» Data for this task:
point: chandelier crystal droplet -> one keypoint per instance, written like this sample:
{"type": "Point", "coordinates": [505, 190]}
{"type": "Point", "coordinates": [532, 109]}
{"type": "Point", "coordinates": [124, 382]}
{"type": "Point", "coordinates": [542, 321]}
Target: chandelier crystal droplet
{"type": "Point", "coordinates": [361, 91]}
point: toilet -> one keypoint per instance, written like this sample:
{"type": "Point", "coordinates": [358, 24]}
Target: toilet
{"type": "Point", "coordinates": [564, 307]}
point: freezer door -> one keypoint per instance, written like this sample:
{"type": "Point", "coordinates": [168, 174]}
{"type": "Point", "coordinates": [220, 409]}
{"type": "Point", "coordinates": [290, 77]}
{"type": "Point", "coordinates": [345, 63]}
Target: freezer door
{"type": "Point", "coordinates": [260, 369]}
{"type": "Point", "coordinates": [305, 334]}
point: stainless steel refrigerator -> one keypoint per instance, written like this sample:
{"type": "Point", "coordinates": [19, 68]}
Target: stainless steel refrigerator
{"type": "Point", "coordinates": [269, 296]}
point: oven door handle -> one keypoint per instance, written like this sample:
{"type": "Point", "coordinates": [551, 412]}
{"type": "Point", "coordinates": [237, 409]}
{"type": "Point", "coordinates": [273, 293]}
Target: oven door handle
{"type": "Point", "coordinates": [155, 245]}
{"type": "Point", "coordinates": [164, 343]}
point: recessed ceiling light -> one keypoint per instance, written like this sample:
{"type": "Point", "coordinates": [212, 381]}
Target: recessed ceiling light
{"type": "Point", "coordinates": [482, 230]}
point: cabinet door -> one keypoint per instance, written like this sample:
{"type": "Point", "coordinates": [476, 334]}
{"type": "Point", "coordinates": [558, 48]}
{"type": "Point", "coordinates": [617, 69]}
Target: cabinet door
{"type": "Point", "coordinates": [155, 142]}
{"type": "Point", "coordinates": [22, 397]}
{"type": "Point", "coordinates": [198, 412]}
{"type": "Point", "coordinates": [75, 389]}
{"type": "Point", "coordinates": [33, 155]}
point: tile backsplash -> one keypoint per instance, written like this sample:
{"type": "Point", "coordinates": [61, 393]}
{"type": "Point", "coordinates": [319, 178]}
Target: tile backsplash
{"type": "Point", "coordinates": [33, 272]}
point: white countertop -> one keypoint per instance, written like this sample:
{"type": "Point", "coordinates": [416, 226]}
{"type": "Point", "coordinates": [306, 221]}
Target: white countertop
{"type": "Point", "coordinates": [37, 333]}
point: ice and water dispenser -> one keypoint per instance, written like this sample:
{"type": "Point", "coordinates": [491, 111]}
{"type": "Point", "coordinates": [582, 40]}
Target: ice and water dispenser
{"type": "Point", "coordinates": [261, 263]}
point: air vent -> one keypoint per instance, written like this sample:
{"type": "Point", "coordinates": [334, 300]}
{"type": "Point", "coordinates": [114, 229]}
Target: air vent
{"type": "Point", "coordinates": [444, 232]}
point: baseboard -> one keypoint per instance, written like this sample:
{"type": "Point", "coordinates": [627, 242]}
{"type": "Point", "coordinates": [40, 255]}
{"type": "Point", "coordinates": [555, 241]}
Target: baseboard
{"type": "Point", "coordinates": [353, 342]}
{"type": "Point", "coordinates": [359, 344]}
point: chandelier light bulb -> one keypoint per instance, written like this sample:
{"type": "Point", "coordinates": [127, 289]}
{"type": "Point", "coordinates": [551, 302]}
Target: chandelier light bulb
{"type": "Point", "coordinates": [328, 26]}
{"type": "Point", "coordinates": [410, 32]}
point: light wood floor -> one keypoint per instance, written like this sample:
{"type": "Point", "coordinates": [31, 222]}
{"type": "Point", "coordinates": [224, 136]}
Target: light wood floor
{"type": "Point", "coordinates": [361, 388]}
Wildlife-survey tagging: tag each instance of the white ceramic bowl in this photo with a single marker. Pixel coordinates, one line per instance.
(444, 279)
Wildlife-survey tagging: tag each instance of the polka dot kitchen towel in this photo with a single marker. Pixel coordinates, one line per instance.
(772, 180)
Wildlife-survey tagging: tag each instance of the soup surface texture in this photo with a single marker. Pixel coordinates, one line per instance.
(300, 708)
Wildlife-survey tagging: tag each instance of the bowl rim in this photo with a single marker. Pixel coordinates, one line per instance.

» Problem details:
Every line in the material must be retyped exactly, with none omitted.

» Solved problem:
point: chandelier crystal droplet -> one keypoint per instance, written like this sample:
{"type": "Point", "coordinates": [505, 190]}
{"type": "Point", "coordinates": [532, 109]}
{"type": "Point", "coordinates": [124, 382]}
{"type": "Point", "coordinates": [542, 321]}
Target: chandelier crystal droplet
{"type": "Point", "coordinates": [361, 91]}
point: toilet -> one keypoint per instance, written like this sample:
{"type": "Point", "coordinates": [358, 24]}
Target: toilet
{"type": "Point", "coordinates": [564, 307]}
point: freezer door -> one keypoint per instance, written like this sample:
{"type": "Point", "coordinates": [168, 174]}
{"type": "Point", "coordinates": [220, 409]}
{"type": "Point", "coordinates": [290, 77]}
{"type": "Point", "coordinates": [345, 63]}
Target: freezer door
{"type": "Point", "coordinates": [260, 369]}
{"type": "Point", "coordinates": [305, 334]}
point: stainless steel refrigerator -> one keypoint per instance, written like this sample:
{"type": "Point", "coordinates": [19, 68]}
Target: stainless steel refrigerator
{"type": "Point", "coordinates": [269, 296]}
point: oven door handle -> one keypoint per instance, written like this sample:
{"type": "Point", "coordinates": [551, 412]}
{"type": "Point", "coordinates": [237, 409]}
{"type": "Point", "coordinates": [273, 293]}
Target: oven door handle
{"type": "Point", "coordinates": [155, 245]}
{"type": "Point", "coordinates": [164, 343]}
point: recessed ceiling light -> one keypoint per instance, written like this sample:
{"type": "Point", "coordinates": [212, 381]}
Target: recessed ceiling light
{"type": "Point", "coordinates": [482, 230]}
point: cabinet door -> one keypoint per instance, written like this sample:
{"type": "Point", "coordinates": [476, 334]}
{"type": "Point", "coordinates": [558, 48]}
{"type": "Point", "coordinates": [617, 69]}
Target: cabinet door
{"type": "Point", "coordinates": [155, 142]}
{"type": "Point", "coordinates": [22, 397]}
{"type": "Point", "coordinates": [198, 412]}
{"type": "Point", "coordinates": [75, 389]}
{"type": "Point", "coordinates": [33, 155]}
point: tile backsplash -> one keypoint per instance, written like this sample:
{"type": "Point", "coordinates": [61, 393]}
{"type": "Point", "coordinates": [319, 178]}
Target: tile backsplash
{"type": "Point", "coordinates": [33, 272]}
point: white countertop -> one keypoint per instance, written like this sample:
{"type": "Point", "coordinates": [416, 226]}
{"type": "Point", "coordinates": [306, 221]}
Target: white countertop
{"type": "Point", "coordinates": [37, 333]}
point: ice and water dispenser -> one keypoint per instance, written like this sample:
{"type": "Point", "coordinates": [491, 111]}
{"type": "Point", "coordinates": [582, 40]}
Target: ice and water dispenser
{"type": "Point", "coordinates": [261, 263]}
point: air vent -> one keypoint per instance, written like this sample:
{"type": "Point", "coordinates": [334, 300]}
{"type": "Point", "coordinates": [114, 229]}
Target: air vent
{"type": "Point", "coordinates": [444, 232]}
point: baseboard -> one keypoint per instance, written like this sample:
{"type": "Point", "coordinates": [627, 242]}
{"type": "Point", "coordinates": [40, 255]}
{"type": "Point", "coordinates": [555, 241]}
Target: baseboard
{"type": "Point", "coordinates": [353, 342]}
{"type": "Point", "coordinates": [359, 344]}
point: chandelier light bulb -> one keypoint per instance, written like this sample:
{"type": "Point", "coordinates": [127, 289]}
{"type": "Point", "coordinates": [551, 302]}
Target: chandelier light bulb
{"type": "Point", "coordinates": [328, 26]}
{"type": "Point", "coordinates": [410, 32]}
point: light wood floor -> one keypoint per instance, written like this sample:
{"type": "Point", "coordinates": [31, 222]}
{"type": "Point", "coordinates": [224, 136]}
Target: light wood floor
{"type": "Point", "coordinates": [361, 388]}
Wildlife-survey tagging: tag each instance of the white ceramic bowl in this photo with a single marker. Pixel coordinates, one line per instance.
(444, 279)
Wildlife-survey tagging: tag each instance of the polka dot kitchen towel in this photo with a single marker. Pixel coordinates, one line per instance.
(772, 180)
Wildlife-survey tagging: tag each instance of the soup surface texture in this photo with a single marker. Pixel coordinates, one line per instance.
(300, 708)
Wildlife-survey tagging: tag each instance of the bowl rim in this photo with a single marker. Pixel coordinates, one line per instance.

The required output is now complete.